Un’altra fine carica di mistero fu quella di Aldo Gastaldi, “Bisagno”, il numero uno dei partigiani in Liguria. Era stato uno dei primi a darsi alla macchia nell’ottobre 1943, a 22 anni. Cattolico, sembrava un ragazzo dell’oratorio con il mitragliatore a tracolla, coraggioso e altruista. Divenne il comandante della III Divisione Garibaldi Cichero, la più forte nella regione. Era sempre guardato a vista dalla rete dei commissari comunisti della sua zona.
Nel febbraio 1945, il Pci cercò di togliergli il comando della Cichero, ma non ci riuscì. Alla fine di marzo Bisagno chiese al comando generale del Corpo volontari della libertà di abolire la figura del commissario politico. E quando Genova venne liberata, cercò di opporsi alle mattanze indiscriminate dei fascisti.
Non trascorse neppure un mese e il 21 maggio 1945 Bisagno morì in un incidente stradale dai tanti lati oscuri. In settembre avrebbe compiuto 24 anni. Ancora oggi a Genova molti ritengono che sia stato vittima di un delitto. Sulla sua fine esiste una sola certezza.
Con lui spariva l’unico comandante partigiano in grado di fermare in Liguria uninsurrezione comunista diretta a conquistare il potere. Scommetto mille euro che nessuno dei due verrà ricordato nelle cerimonie previste un po’ dovunque. Al loro posto si farà un gran parlare delle cosiddette Repubbliche partigiane. Erano territori conquistati per un tempo breve dai partigiani e presto perduti sotto l’offensiva dei tedeschi. Le più note sono quelle di Montefiorino, dell’ Ossola e di Alba.
Nel 1944, Montefiorino, in provincia di Modena, contava novemila abitanti. Con i quattro comuni confinanti si arrivava a trentamila persone. L’ area venne abbandonata dai tedeschi e i partigiani delle Garibaldi vi entrarono il 17 giugno. La repubblica durò sino al 31 luglio, appena 45 giorni. Fu un trionfo di bandiere rosse, con decine di scritte murali che inneggiavano a Stalin e all’Unione Sovietica.
Vi dominava l’indisciplina più totale. Al vertice c’era il Commissariato politico, composto soltanto da comunisti. Il caos ebbe anche un lato oscuro: le carceri per i fascisti, le torture, le esecuzioni di militari repubblicani e di civili. Ma nessuno si preoccupava di difendere la repubblica. Infatti i tedeschi la riconquistarono con facilità.
La repubblica dell’Ossola nacque e morì nel giro di 33 giorni, fra il settembre e l’ottobre del 1944. Era una zona bianca, presidiata da partigiani autonomi o cattolici. E incontrò subito l’ostilità delle formazioni rosse. Cino Moscatelli, il più famoso dei comandanti comunisti, scrisse beffardo:
«A Domodossola c’è un sacco di brava gente appena arrivata dalla Svizzera che ora vuole creare per forza un governino pur di essere loro stessi dei ministrini».

Dati grezzi:

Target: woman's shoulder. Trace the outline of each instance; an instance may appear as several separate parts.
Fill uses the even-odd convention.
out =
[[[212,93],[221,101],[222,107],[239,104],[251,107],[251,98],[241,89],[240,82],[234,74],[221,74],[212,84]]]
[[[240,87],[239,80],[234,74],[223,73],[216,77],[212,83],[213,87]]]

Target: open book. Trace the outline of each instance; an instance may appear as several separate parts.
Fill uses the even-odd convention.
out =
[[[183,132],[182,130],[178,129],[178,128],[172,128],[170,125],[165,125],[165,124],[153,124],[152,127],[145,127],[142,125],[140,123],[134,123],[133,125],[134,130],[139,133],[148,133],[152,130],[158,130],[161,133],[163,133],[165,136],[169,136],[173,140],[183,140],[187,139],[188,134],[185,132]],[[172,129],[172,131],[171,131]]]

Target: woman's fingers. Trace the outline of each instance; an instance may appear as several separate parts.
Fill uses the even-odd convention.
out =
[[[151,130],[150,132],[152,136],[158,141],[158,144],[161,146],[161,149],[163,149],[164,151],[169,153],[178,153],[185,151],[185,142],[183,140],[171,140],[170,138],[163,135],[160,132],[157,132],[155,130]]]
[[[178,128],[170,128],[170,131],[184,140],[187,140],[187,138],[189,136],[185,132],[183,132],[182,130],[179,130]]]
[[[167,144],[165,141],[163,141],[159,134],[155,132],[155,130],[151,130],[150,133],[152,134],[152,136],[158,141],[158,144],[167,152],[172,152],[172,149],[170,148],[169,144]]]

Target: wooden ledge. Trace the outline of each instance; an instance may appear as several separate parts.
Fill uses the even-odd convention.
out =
==
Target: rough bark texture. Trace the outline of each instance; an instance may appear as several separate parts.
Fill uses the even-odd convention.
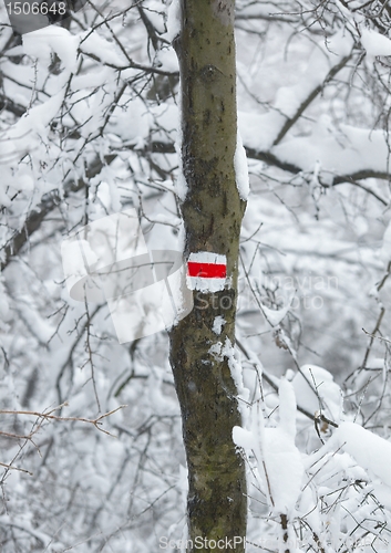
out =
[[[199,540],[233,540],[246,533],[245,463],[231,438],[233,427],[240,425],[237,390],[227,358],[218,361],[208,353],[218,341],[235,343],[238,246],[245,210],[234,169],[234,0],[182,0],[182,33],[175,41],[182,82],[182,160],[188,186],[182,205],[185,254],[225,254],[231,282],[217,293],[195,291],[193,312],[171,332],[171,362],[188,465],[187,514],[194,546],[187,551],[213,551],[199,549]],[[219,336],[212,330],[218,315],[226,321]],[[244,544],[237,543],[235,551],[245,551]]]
==
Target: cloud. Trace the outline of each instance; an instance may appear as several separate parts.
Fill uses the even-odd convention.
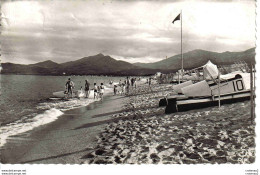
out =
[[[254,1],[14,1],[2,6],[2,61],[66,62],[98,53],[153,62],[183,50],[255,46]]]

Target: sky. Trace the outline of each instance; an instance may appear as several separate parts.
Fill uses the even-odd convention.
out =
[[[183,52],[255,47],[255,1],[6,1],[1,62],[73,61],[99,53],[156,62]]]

Sfida 1:
Ricopia alla lettera il tratto del testo sui partigiani che va da "Nel febbraio 1945, il" fino a "indiscriminate dei fascisti.".
Sfida 2:
Nel testo sui partigiani, quanti giorni durò la repubblica di Montefiorino?
Sfida 3:
Riprendi il testo sui partigiani e sulle repubbliche partigiane dal punto in cui si ferma e proseguilo.

Risposta scritta 1:
Nel febbraio 1945, il Pci cercò di togliergli il comando della Cichero, ma non ci riuscì. Alla fine di marzo Bisagno chiese al comando generale del Corpo volontari della libertà di abolire la figura del commissario politico. E quando Genova venne liberata, cercò di opporsi alle mattanze indiscriminate dei fascisti.

Risposta scritta 2:
Appena 45 giorni, dal 17 giugno al 31 luglio.

Risposta scritta 3:
La repubblica di Alba venne descritta così dal grande Beppe Fenoglio, partigiano autonomo:
«Alba la presero in duemila il 10 ottobre e la persero in duecento il 2 novembre 1944».
Durata dell’ esperimento: 23 giorni, conclusi da una fuga generale. Sentiamo ancora Fenoglio:
«Fu la più selvaggia parata della storia moderna: soltanto di divise ce n’era per cento carnevali. Fece impressione quel partigiano semplice che passò rivestito dell’uniforme di gala di colonnello d’artiglieria, con intorno alla vita il cinturone rossonero dei pompieri…».
In realtà la guerra civile fu di sangue e di fuoco. Con migliaia di morti da una parte e dall’altra. Dopo il 25 aprile ebbe inizio un’altra epoca altrettanto feroce. L’ho descritta nel libro che mi rende più orgoglioso fra i tanti che ho pubblicato: Il sangue dei vinti. Stampato da un editore senza paura: la Sperling e Kupfer di Tiziano Barbieri. Un buon lavoro professionale. Dal 2003 a oggi, nessuna smentita, nessuna querela, ventimila lettere di consenso, una diffusione da primato. Ma le tante sinistre andarono in crisi. E diedero fuori di matto.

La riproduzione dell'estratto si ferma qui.